### [EXERCISE GOAL]
Below are some lines of data. Return all of them as they are.

### [GIVEN DATA]
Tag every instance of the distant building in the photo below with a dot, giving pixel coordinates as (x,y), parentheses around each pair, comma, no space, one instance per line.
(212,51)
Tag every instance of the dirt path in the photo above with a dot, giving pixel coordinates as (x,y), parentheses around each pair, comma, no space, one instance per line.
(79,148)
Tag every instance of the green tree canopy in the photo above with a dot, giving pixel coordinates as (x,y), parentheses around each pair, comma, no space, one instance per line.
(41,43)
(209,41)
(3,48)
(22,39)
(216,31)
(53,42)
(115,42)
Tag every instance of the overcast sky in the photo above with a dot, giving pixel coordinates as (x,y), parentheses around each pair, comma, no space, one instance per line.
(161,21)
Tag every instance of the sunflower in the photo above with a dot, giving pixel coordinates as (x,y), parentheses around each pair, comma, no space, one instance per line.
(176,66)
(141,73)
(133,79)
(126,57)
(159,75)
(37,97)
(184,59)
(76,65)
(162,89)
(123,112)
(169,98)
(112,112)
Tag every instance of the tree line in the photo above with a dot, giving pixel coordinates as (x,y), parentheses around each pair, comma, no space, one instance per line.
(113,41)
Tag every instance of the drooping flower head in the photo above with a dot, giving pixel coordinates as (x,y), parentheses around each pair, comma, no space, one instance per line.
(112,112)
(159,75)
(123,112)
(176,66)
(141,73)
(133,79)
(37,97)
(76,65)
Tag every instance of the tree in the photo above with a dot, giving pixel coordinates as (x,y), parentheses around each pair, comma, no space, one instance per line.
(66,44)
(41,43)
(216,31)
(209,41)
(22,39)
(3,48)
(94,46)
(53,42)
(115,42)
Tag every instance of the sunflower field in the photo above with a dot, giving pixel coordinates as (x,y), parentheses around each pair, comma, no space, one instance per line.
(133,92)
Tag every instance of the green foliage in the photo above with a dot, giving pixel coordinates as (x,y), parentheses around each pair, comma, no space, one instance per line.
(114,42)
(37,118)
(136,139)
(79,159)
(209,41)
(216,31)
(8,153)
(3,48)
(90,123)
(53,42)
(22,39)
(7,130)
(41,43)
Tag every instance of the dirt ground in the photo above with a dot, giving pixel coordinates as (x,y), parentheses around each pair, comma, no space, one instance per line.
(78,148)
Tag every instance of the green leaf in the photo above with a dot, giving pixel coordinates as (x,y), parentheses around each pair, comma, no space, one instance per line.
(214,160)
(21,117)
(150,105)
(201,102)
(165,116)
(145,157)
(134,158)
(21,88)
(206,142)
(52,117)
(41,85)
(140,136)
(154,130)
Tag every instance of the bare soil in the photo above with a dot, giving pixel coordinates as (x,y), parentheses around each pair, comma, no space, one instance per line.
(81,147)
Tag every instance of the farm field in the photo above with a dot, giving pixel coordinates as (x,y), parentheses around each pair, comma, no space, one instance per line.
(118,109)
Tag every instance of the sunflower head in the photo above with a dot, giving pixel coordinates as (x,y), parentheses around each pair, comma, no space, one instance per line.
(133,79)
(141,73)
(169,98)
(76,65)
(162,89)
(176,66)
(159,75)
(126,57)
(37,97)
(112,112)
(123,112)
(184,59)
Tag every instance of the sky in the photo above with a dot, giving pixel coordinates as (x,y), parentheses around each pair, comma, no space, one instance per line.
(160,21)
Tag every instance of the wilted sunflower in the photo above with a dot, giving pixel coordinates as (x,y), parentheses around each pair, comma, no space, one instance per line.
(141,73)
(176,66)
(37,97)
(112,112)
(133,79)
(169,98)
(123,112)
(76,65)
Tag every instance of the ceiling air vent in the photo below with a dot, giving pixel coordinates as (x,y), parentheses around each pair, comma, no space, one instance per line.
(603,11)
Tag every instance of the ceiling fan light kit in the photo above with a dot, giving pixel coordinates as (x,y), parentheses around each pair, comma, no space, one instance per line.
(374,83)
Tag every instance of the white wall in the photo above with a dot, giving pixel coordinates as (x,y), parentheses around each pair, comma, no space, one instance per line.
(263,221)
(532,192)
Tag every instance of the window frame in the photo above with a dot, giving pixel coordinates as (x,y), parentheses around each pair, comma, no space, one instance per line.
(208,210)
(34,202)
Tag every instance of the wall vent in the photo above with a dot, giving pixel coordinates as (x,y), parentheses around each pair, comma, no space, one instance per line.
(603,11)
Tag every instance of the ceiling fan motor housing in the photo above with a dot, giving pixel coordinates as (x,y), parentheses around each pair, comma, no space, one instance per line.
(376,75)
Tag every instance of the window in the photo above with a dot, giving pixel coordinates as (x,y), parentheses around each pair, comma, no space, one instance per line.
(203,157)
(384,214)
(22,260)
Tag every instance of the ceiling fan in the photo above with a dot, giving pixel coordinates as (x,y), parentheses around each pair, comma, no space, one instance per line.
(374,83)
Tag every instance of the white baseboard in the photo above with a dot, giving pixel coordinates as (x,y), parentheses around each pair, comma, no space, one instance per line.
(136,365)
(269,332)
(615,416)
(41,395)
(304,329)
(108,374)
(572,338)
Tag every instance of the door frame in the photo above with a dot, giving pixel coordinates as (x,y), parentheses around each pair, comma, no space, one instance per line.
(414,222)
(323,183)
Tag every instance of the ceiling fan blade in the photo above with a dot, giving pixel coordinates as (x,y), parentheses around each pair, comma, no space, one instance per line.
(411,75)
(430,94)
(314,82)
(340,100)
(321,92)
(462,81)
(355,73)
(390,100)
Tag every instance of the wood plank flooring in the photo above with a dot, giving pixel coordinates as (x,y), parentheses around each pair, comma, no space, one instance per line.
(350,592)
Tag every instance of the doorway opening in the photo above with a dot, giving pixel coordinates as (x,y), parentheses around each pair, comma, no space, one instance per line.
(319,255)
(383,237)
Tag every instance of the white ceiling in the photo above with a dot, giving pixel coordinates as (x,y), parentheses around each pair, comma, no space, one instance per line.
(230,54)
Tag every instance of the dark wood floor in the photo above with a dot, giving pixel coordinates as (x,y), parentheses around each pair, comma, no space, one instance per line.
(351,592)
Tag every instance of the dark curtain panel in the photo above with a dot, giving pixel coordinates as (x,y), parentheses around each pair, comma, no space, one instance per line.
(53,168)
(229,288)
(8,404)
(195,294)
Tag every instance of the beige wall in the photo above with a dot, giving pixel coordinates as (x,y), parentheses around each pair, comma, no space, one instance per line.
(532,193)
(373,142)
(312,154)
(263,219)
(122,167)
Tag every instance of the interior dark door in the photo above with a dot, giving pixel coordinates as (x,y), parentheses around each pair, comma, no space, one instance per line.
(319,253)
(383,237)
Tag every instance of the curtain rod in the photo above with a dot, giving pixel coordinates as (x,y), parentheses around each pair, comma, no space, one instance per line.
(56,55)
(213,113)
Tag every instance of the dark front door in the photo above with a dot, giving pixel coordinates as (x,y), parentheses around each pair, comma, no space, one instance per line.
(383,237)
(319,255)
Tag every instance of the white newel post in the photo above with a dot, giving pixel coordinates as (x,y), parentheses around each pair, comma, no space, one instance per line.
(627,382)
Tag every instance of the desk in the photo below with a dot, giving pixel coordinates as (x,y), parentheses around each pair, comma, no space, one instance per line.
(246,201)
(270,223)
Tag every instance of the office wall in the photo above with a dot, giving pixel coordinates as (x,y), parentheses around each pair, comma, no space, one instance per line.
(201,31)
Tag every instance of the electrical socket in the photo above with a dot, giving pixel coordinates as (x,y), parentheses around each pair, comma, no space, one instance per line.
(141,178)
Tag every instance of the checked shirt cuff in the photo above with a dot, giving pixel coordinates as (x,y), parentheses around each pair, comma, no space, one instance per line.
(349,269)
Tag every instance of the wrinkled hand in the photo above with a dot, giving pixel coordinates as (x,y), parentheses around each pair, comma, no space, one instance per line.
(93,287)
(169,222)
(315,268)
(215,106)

### [TASK RESPONSE]
Tag every instance of the distant building in the photo below with a dot, giving pixel coordinates as (x,y), parentheses around each pair, comma, no space, one instance per line.
(212,51)
Tag every instance of the dirt path in the photo above with a dot, giving pixel coordinates as (x,y), parentheses around each pair, comma, no space, one instance per line.
(79,148)
Tag every instance of the green tree canopy in the photo above with a dot, giving pixel coordinates as (x,y), parentheses around each pair, comma, no space, one instance per line.
(41,43)
(209,41)
(3,48)
(22,39)
(216,31)
(53,42)
(115,42)
Tag every instance of the overcast sky in the photo above with a dot, giving pixel coordinates as (x,y), parentheses around each pair, comma, no space, one instance per line.
(161,21)
Tag every instance of the sunflower in the photo above with a dot, giving pixel coordinates as (x,y), parentheses around each pair, comma, no space, one instance per line.
(176,66)
(141,73)
(133,79)
(126,57)
(159,75)
(37,97)
(184,59)
(76,65)
(162,89)
(123,112)
(169,98)
(112,112)
Tag every instance of the tree line in the photo above with a dot, giving pixel coordinates as (x,y), parentheses around each pair, comma, no space, one instance per line.
(113,41)
Tag every instance of the drooping flower head in the photo above with a dot, giving pixel coordinates as (x,y), parentheses around each pair, comma, no space, one instance per line.
(112,112)
(159,75)
(123,112)
(176,66)
(141,73)
(133,79)
(37,97)
(76,65)
Tag every instance of the tree in the photo above with a dot, giving pixel coordinates as (x,y), parentheses around each pair, comma, no space, one instance per line.
(66,44)
(41,43)
(216,31)
(209,41)
(22,39)
(3,48)
(94,46)
(53,42)
(115,42)
Tag every instance of the sunflower field in the photo above with a dot, giving pixel coordinates as (x,y), parentheses around each pair, comma, no space, one instance per line.
(133,92)
Tag every instance of the green foliage in the photo above with a dot, giving pixel coordinates as (x,y), parentheses around each pair, comma, no space, one instance per line.
(114,42)
(37,118)
(136,139)
(79,159)
(209,41)
(216,31)
(8,153)
(3,48)
(90,123)
(53,42)
(22,39)
(7,130)
(41,43)
Tag every instance of the dirt ground in the photo above with a dot, giving pixel coordinates as (x,y), parentheses around each pair, comma, no space, one instance per line.
(78,148)
Tag every instance of the green leaf in the photo above with a dot, giving pixel coordinates as (x,y), parentheses around each pair, comma, no space, one instance per line.
(214,160)
(21,117)
(150,105)
(201,102)
(165,116)
(145,157)
(134,158)
(21,88)
(206,142)
(52,117)
(41,85)
(140,136)
(154,130)
Tag every instance of the bare soil in the photo above with a dot, giving pixel coordinates as (x,y), parentheses around each pair, comma, no space, one instance per line.
(81,147)
Tag every instance of the farm field in the photo above with a dot, giving pixel coordinates as (x,y), parentheses around each pair, comma, no space, one instance per line.
(118,109)
Tag every instance of the sunflower head in the photo above with a dot, giving pixel coordinates as (x,y), parentheses around each pair, comma, no space, one instance per line.
(133,79)
(141,73)
(169,98)
(76,65)
(162,89)
(176,66)
(159,75)
(126,57)
(37,97)
(112,112)
(123,112)
(184,59)
Tag every instance of the sky in the photo above with a dot, giving pixel coordinates as (x,y), parentheses around each pair, comma, no space, one instance per line.
(160,21)
Tag every instance of the wilted sunflower in the photo above with a dot, giving pixel coordinates as (x,y), parentheses around each pair, comma, no space, one instance per line.
(141,73)
(176,66)
(37,97)
(112,112)
(133,79)
(169,98)
(123,112)
(76,65)
Tag every instance of the ceiling air vent in the photo below with a dot, giving pixel coordinates as (x,y), parentheses around each pair, comma, no space, one instance per line.
(603,11)
Tag every instance of the ceiling fan light kit in the photo above with a dot, giving pixel coordinates as (x,y), parentheses around each pair, comma, no space, one instance per line.
(374,83)
Tag every instance of the white wall in the photo above with a dot, giving pixel coordinates as (x,y), parentheses around each pair, comma, no space, one instance per line.
(263,221)
(532,192)
Tag every instance of the window frame in the photo above with a dot, giving pixel coordinates as (x,y), parentheses around each pair, comma, no space, one instance per line.
(208,210)
(34,202)
Tag every instance of the wall vent in the photo above with a dot, giving pixel coordinates as (x,y), parentheses around each pair, comma, no space, one instance per line.
(603,11)
Tag every instance of the ceiling fan motor housing in the photo above with a dot, giving pixel coordinates as (x,y), parentheses around each pair, comma, no space, one instance per line.
(376,75)
Tag every instance of the window in the photo above with a dot, giving pixel coordinates as (x,y), parentheses around each pair, comma, no space, one instance per line.
(203,157)
(384,214)
(22,260)
Tag every instance of the ceiling fan in the photo above with a dot, giving pixel coordinates as (x,y), parentheses around each pair, comma, no space, one instance per line.
(374,83)
Tag every instance of the white baseboard in the photo above with a dot, giving pixel coordinates as (x,y), parentheses around each pair, comma, no space, one instance per line.
(136,365)
(269,332)
(615,416)
(41,395)
(304,329)
(108,374)
(572,338)
Tag every instance of the door frame in the photo above with a dot, giving pixel coordinates as (x,y), parentheses around each pair, comma, no space, one instance per line.
(414,222)
(323,183)
Tag every instance of the ceiling fan blade in the photo above with a dot, giving pixel coordinates as (x,y), parentheses around each pair, comma, no space, one instance per line.
(411,75)
(430,94)
(314,82)
(340,100)
(321,92)
(462,81)
(355,73)
(390,100)
Tag every instance of the wood plank flooring in the photo above with a dot, giving pixel coordinates as (x,y), parentheses around each pair, comma, no space, one instance per line.
(350,592)
Tag every instance of the doorway opening in the photo above with a dot, giving pixel coordinates as (x,y), parentheses around each pair, comma, no space, one instance per line.
(319,255)
(383,237)
Tag every instance of the white ceiling in the photo above with a dot, giving pixel coordinates as (x,y), parentheses around each pair, comma, no space, one instance per line.
(230,54)
Tag every instance of the dark wood floor in the photo above with a dot, giving pixel coordinates as (x,y), parentheses around each pair, comma, no space, one instance per line.
(351,592)
Tag every instance of the dark curtain panel in the photo above with a dot, giving pixel coordinates as (x,y), parentheses around each pair, comma, no space, one instance per line.
(53,168)
(229,288)
(8,404)
(195,294)
Tag every instance of the beige wall in the photo above with a dot, giving pixel coordinates as (x,y), parentheses around each pair, comma, no space, one instance per line.
(532,193)
(373,142)
(312,154)
(263,219)
(122,167)
Tag every instance of the interior dark door in the photo above with a dot, giving pixel coordinates as (x,y), parentheses around each pair, comma, no space, one instance per line.
(319,253)
(383,237)
Tag every instance of the curtain rod in the photo above with a dot, giving pixel coordinates as (x,y), parentheses around each pair, comma, no space, one instance per line.
(56,55)
(213,113)
Tag every instance of the dark front door in the photo above with a dot, giving pixel coordinates as (x,y), parentheses around each pair, comma, no space, one instance per line.
(383,237)
(319,255)
Tag every instance of the white newel post in the photo above with a dot, giving pixel coordinates as (x,y), parentheses around each pair, comma, no space, one instance per line.
(627,382)
Tag every instance of the desk in the photo below with a dot, giving pixel coordinates as (x,y), parentheses around each pair, comma, no space, one instance per line.
(246,201)
(270,223)
Tag every instance of the office wall in the photo above with a dot, giving pixel coordinates as (x,y), parentheses around each pair, comma, no space, one instance per line.
(201,31)
Tag every instance of the electrical socket in the photo above with a dot, giving pixel coordinates as (x,y), parentheses around each pair, comma, no space, one instance per line.
(141,178)
Tag every instance of the checked shirt cuff in the photo above with a dot, giving pixel coordinates as (x,y), parentheses around each pair, comma, no space, one instance per line.
(349,269)
Tag every instance of the wrinkled hand in the photo above with a dot, giving pixel coordinates as (x,y), parentheses around each pair, comma, no space, one instance per line.
(93,287)
(169,222)
(315,268)
(215,106)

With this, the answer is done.